- **Provided text**:

Generation of Dicer-Deficient ES Cells. To generate ES cells that conditionally express Dicer, we replaced a wild-type Dicer allele with a floxed allele in ES cells that already contained a null Dicer allele (1) (Fig. 1). We screened puromycin-resistant clones for those in which the intact allele of Dicer had been replaced by the floxed allele. In these clones, we expected that functional Dicer would be expressed from the floxed locus, in which exons 22 and 23, encoding the majority of both catalytic RNaseIII domains, were flanked by loxP sites (Fig. 1).

Fig. 1.

Fig. 1.

Conditional Dicer ES cells. (A) Dicer domain structure. Dicer floxed allele was created by knocking in a floxed cassette, flanking the RNaseIII domain-encoding exons 22 and 23 with loxP sites. (B) ES cells that are heterozygous for a Dicer-null allele (created by deletion of an RNaseIII domain) have previously been described (1). The introduction of the Dicer floxed allele into these ES cells created Dicer floxed ES cells. Treatment with Cre leads to excision of the majority of both RNaseIII domains, creating a second nonfunctional allele. The four different Dicer alleles (wild-type, null, conditional but not excised, and conditional excised) can be distinguished by Southern blotting. (C) A Southern blot used to confirm the genotypes of the cell lines used in this study is shown.

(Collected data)
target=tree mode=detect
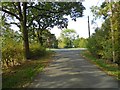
[92,1,120,63]
[2,2,85,59]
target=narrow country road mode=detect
[29,49,118,88]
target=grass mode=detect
[2,51,53,88]
[81,51,120,80]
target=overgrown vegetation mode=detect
[87,1,120,64]
[2,51,53,88]
[58,29,87,48]
[81,51,120,80]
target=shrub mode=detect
[2,38,24,67]
[30,43,46,59]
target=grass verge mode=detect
[2,51,53,88]
[81,51,120,80]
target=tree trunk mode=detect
[21,2,30,59]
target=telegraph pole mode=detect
[88,16,90,38]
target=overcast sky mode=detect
[51,0,104,38]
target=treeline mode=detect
[87,2,120,64]
[0,2,85,66]
[58,29,87,48]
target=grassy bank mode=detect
[2,51,53,88]
[81,51,120,80]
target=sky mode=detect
[11,0,104,38]
[50,0,104,38]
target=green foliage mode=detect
[30,43,46,59]
[59,29,77,48]
[2,30,24,67]
[2,52,52,89]
[73,38,87,48]
[88,1,120,64]
[82,51,120,80]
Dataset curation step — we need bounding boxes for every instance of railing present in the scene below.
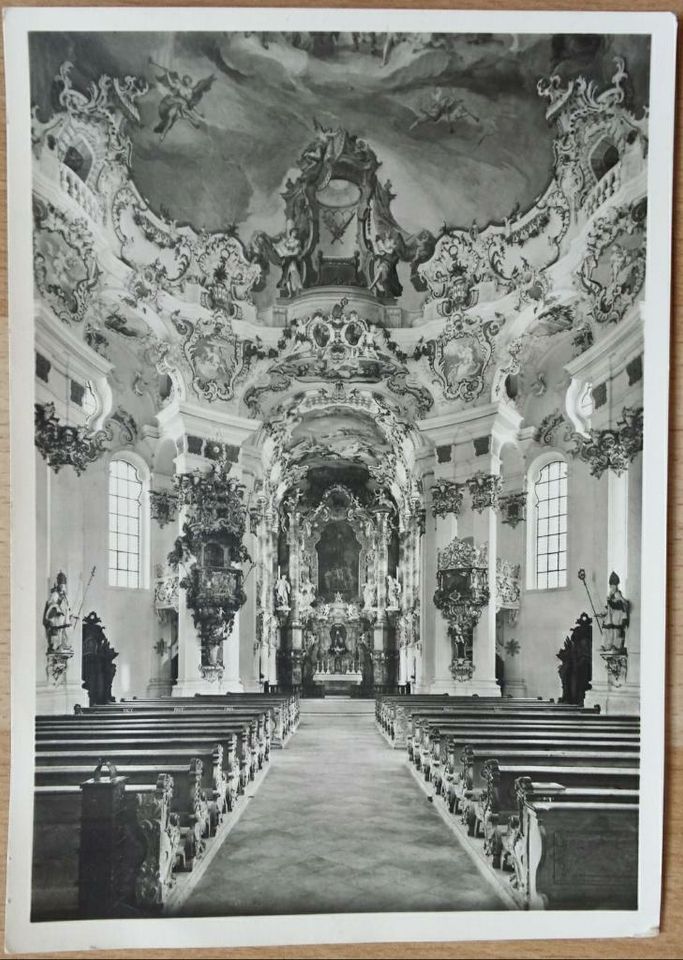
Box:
[583,162,621,220]
[59,163,104,223]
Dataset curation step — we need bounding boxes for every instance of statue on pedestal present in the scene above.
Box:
[275,568,292,610]
[363,580,377,610]
[299,576,315,611]
[599,571,631,651]
[43,570,76,653]
[387,575,401,610]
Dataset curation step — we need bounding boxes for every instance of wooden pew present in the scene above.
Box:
[406,711,639,769]
[454,743,640,836]
[432,725,639,809]
[507,781,639,910]
[31,765,186,921]
[474,759,640,867]
[36,720,270,792]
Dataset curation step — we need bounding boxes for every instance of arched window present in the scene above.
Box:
[109,459,145,589]
[527,455,567,590]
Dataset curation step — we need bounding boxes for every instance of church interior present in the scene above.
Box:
[31,32,649,920]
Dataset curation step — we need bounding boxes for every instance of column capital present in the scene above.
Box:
[417,401,522,459]
[156,400,261,453]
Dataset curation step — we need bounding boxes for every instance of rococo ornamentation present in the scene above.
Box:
[465,471,503,513]
[434,537,489,680]
[34,403,113,476]
[414,313,505,403]
[168,457,249,676]
[498,490,527,528]
[149,490,178,527]
[572,407,643,478]
[432,480,465,518]
[600,650,628,687]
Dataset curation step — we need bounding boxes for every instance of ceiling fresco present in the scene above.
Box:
[31,26,649,510]
[31,33,647,238]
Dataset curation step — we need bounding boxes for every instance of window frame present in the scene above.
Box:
[526,450,571,593]
[107,451,150,590]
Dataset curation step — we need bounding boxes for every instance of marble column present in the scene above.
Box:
[372,511,391,690]
[428,488,458,694]
[470,484,500,696]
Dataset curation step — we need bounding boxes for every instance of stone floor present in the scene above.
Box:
[181,704,505,917]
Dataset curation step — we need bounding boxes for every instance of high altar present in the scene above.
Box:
[268,483,413,695]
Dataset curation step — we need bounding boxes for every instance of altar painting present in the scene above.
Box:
[316,520,360,601]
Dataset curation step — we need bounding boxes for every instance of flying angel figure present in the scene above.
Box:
[408,87,481,133]
[150,60,215,143]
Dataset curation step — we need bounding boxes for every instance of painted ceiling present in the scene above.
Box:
[31,33,648,240]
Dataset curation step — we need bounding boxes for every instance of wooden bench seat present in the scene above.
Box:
[452,744,640,836]
[504,798,639,910]
[484,760,640,867]
[406,717,639,767]
[432,730,639,794]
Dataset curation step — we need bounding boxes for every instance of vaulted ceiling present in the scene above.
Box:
[31,33,648,240]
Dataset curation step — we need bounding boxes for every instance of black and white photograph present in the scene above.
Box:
[6,9,675,950]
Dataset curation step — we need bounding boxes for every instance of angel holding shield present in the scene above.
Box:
[150,60,215,142]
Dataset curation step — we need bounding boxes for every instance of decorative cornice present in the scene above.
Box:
[34,403,113,476]
[149,490,178,527]
[465,471,503,513]
[432,479,465,518]
[572,407,643,478]
[498,490,527,527]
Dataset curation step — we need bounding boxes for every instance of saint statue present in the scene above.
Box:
[363,580,376,610]
[299,576,315,610]
[387,574,401,610]
[275,573,292,609]
[43,570,76,653]
[600,571,631,650]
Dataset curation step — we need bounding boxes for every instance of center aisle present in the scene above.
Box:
[181,700,505,917]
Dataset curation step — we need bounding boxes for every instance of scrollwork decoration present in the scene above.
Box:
[465,471,503,513]
[432,480,465,518]
[572,407,643,479]
[498,491,527,529]
[34,403,113,476]
[149,490,178,527]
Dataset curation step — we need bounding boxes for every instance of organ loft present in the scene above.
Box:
[26,34,648,918]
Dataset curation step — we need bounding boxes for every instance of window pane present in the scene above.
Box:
[108,460,142,588]
[534,460,567,590]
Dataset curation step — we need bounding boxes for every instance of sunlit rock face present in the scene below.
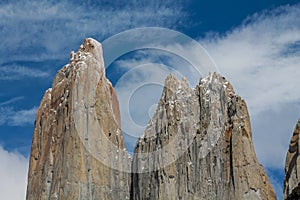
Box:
[26,38,276,200]
[283,119,300,200]
[26,38,130,200]
[131,73,276,200]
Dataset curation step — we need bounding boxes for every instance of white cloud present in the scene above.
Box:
[0,146,28,200]
[0,106,37,126]
[112,4,300,177]
[0,65,50,81]
[0,95,24,106]
[200,4,300,168]
[0,0,189,62]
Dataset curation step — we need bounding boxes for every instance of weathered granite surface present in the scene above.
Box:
[283,119,300,200]
[26,38,276,200]
[131,73,276,200]
[26,38,130,200]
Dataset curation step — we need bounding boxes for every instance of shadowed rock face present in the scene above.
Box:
[131,73,276,200]
[26,38,276,200]
[26,39,130,200]
[283,120,300,200]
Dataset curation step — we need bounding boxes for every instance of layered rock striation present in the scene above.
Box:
[131,73,276,200]
[283,119,300,200]
[26,38,276,200]
[26,38,130,200]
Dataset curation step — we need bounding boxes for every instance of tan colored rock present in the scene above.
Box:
[131,73,276,200]
[283,119,300,200]
[26,38,130,200]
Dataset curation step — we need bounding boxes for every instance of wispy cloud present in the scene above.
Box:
[0,107,37,126]
[112,4,300,195]
[0,96,24,106]
[0,0,186,62]
[201,4,300,168]
[0,146,28,200]
[0,65,50,81]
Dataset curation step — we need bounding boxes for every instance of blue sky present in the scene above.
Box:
[0,0,300,199]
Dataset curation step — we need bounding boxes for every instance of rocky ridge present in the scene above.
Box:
[283,119,300,200]
[26,38,276,200]
[131,73,276,200]
[26,38,130,200]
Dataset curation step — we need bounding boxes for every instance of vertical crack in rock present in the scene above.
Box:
[131,73,276,200]
[26,38,276,200]
[26,38,131,200]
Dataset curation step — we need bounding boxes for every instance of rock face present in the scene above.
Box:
[26,38,276,200]
[131,73,276,200]
[283,119,300,200]
[26,39,130,200]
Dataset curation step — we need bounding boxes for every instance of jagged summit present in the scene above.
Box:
[283,119,300,200]
[26,38,275,200]
[26,38,130,200]
[131,73,276,200]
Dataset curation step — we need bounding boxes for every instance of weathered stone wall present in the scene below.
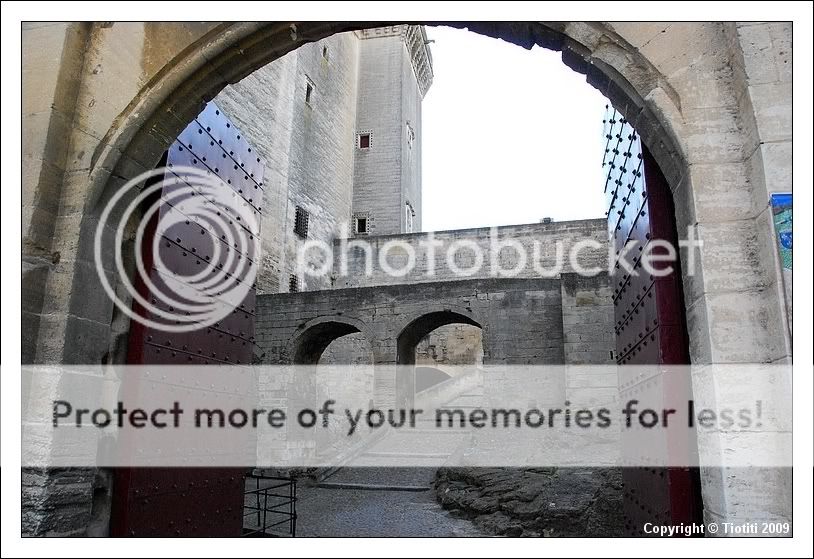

- **What you should do**: Continue the passage on generating Dicer-deficient ES cells from the point where it stops.

- **Response to the exercise**:
To examine the phenotypic effects of Dicer loss, we used the Dicerflox/null clones to generate Dicer-deficient cells. Expression of Cre recombinase in Dicerflox/null ES cells was expected to lead to recombination between the loxP sites and excision of exons 22 and 23, resulting in Dicer-deficient ES cells. We transiently expressed Cre by transfection of a Cre-expression plasmid, plated cells onto gelatin-coated plates, and analyzed the plates by Southern blotting for the presence of Dicer-deficient cells. Initially highly enriched, Dicer-deficient cells represented ≈30% of the population at 10 days after Cre treatment. However, the Dicer-deficient subpopulation was rapidly depleted and, by 2 weeks after Cre transfection, was no longer detectable by Southern blot analysis (Fig. 2 A and B). These results demonstrated that Dicer-deficient ES cells are at a growth disadvantage compared with the Dicerflox/null cells, indicating the absence of Dicer either causes a significant alteration in the growth of ES cells or compromises their survival.

Fig. 2.

Fig. 2.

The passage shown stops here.